EXERCISE PROMPT -
Copy every line of the listing that holds the string "suit".

SUPPLIED ENTRIES -
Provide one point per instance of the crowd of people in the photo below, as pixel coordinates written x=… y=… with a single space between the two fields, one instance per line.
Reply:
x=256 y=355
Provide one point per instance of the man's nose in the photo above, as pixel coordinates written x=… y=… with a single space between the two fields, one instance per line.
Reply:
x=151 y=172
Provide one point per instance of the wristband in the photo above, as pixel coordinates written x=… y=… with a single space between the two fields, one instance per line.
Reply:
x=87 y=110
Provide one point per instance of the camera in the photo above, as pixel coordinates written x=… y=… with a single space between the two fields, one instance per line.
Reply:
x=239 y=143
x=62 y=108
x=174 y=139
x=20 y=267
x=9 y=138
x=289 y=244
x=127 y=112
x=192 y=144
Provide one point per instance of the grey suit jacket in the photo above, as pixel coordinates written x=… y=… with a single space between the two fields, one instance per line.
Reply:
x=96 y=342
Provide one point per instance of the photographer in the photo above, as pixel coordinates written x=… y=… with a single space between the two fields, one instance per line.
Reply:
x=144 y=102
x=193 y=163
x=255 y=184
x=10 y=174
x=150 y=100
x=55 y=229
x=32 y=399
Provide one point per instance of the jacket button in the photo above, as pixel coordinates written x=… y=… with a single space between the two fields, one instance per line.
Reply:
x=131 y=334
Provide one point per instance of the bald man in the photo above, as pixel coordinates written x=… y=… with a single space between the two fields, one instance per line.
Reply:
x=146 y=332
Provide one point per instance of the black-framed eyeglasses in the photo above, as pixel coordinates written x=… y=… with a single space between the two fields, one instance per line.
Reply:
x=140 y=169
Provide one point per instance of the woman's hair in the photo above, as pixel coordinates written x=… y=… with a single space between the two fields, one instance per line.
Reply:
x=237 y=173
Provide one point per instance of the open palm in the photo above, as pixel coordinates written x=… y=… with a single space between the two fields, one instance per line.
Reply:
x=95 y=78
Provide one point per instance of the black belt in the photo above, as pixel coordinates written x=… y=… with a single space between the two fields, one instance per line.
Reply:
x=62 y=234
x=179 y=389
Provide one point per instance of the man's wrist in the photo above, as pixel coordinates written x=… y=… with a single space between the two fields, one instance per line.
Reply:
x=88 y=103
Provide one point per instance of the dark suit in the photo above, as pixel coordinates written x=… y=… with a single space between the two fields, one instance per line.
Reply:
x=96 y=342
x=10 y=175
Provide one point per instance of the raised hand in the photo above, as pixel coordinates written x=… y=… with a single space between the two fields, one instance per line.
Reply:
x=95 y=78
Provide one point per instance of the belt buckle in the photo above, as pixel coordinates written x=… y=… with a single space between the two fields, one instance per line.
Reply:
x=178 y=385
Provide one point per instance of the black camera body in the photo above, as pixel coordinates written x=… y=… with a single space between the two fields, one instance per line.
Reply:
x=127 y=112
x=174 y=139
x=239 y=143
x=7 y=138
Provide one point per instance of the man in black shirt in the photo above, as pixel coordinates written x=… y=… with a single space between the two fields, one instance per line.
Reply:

EXERCISE ANSWER -
Provide one point per instance of the grey suit jacket in the photo above, as pixel coordinates written x=… y=… with a single space between the two fields, one instance per line.
Provide one point per instance of the dark suit in the photo above, as pixel coordinates written x=… y=… with a single space between the two fields, one instance per line.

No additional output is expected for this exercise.